*** Begin section ***

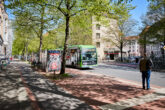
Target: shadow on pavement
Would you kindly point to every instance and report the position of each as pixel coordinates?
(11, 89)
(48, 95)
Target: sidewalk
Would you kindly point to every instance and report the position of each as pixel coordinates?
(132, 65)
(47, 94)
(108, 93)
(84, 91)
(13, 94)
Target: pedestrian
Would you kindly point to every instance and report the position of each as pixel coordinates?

*** End section ***
*** Begin section ***

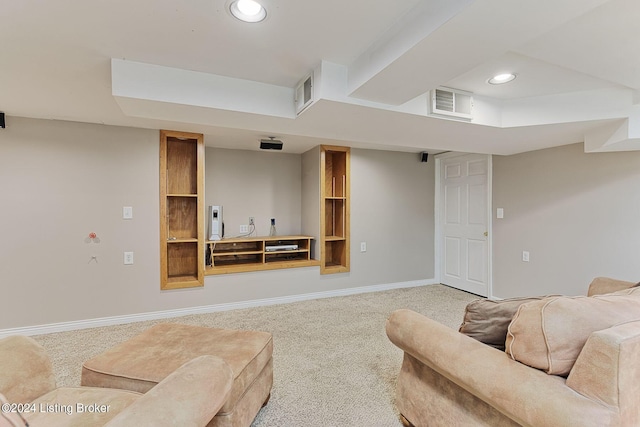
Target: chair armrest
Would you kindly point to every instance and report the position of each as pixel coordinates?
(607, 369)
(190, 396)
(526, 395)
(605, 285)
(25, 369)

*** End section ***

[About this task]
If a line in the entries above holds the word "Target", count it; then report the total alone.

[Response below]
4